--- PROBLEM TO WORK ON ---
List each line of the data below that contains the string "unopened". Letter case counts.

[Object point labels]
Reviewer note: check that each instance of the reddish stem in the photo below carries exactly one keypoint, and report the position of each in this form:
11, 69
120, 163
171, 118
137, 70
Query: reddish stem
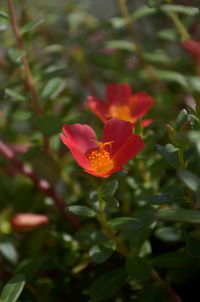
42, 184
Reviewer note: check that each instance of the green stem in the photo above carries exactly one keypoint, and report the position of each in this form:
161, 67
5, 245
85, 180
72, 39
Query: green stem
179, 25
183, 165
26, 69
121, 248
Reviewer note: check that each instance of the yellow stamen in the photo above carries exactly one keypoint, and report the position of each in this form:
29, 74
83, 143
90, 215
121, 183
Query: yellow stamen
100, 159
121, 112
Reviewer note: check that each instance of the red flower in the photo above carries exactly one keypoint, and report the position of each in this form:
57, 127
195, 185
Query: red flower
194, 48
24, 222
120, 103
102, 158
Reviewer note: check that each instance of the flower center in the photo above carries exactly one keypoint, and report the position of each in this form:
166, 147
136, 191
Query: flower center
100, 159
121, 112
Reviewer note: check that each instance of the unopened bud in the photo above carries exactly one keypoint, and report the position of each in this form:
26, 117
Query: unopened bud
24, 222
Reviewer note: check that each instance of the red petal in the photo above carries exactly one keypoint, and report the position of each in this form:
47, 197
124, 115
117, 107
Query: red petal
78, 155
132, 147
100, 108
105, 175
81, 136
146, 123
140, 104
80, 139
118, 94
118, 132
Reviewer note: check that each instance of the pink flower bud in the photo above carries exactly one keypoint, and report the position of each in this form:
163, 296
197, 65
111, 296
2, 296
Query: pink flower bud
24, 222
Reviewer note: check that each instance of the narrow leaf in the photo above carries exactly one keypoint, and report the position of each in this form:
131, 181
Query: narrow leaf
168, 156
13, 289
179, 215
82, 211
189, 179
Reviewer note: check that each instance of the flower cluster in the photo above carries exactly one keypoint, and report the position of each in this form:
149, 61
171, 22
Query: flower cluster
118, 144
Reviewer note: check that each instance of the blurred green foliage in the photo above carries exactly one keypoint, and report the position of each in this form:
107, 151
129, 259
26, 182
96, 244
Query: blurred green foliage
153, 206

---

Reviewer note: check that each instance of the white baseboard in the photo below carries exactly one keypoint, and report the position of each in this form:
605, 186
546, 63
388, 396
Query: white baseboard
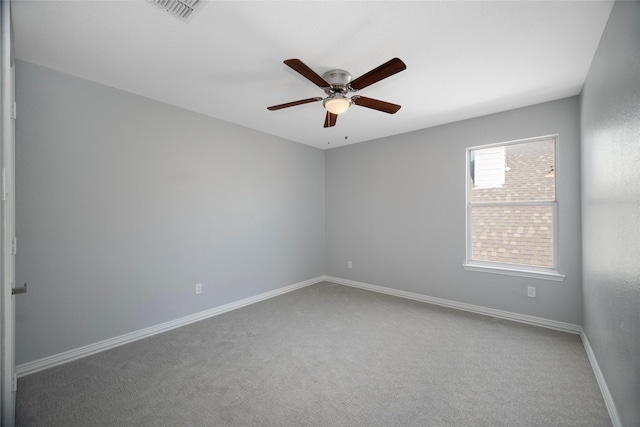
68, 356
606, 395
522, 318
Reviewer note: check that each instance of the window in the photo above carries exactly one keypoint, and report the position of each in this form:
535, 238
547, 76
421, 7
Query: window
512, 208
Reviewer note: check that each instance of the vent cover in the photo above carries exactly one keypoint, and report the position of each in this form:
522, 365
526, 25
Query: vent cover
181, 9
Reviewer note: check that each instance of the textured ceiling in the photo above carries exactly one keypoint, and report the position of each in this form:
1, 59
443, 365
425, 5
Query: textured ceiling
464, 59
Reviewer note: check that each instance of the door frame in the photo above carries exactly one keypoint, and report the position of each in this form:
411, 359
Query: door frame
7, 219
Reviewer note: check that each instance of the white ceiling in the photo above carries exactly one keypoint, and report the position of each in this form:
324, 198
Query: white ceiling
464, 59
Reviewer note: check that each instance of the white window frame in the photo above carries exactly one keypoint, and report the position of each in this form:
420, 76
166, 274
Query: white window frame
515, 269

* * *

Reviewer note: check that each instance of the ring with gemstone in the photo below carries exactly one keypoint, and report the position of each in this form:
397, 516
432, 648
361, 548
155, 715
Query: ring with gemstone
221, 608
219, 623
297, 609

--- WRITTEN SOLUTION ---
Reviewer note: check that each instance of the unopened bud in the photo above carries exactly one keypoint, and report the position of each in this form:
Query: unopened bud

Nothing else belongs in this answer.